* DOCUMENT EXCERPT
----

Indigenous black people are found all over the world. We were in the Americas before any European explorer. We were in Asian before the people we call Asian now. We gave Asian people their slanted eyes. They know this and that's why they try to so hard to hide that fact.

We built Egypt. We brought Europeans philosophy, language, and medicine. We even inspired Picasso. We have oldest University in the world in Sub Saharan Africa in Timbuktu. These young kids will never get taught the truth. They will be told all black Africans are inferior and primitive. They will spread lies about our origins to rot away all self worth of the next generation. Black people teach your kids about our real history. We have a great history before slavery.

Read Ivan Van Sertima, , Molefi Asante, Cheikh Anta Diop, and countless others.

Most of the history they teach in America is white washed, white supremacist, made up bullshit.

----

* DATA BELOW
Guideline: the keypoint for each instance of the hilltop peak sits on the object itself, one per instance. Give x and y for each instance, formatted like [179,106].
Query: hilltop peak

----

* PROBLEM SET
A. Duplicate the part of the post on Black history that runs from "We built Egypt." to "made up bullshit.".
B. Which writers does the post on Black history tell readers to read?

* ANSWERS
A.
We built Egypt. We brought Europeans philosophy, language, and medicine. We even inspired Picasso. We have oldest University in the world in Sub Saharan Africa in Timbuktu. These young kids will never get taught the truth. They will be told all black Africans are inferior and primitive. They will spread lies about our origins to rot away all self worth of the next generation. Black people teach your kids about our real history. We have a great history before slavery.

Read Ivan Van Sertima, , Molefi Asante, Cheikh Anta Diop, and countless others.

Most of the history they teach in America is white washed, white supremacist, made up bullshit.

B. Ivan Van Sertima, Molefi Asante, and Cheikh Anta Diop.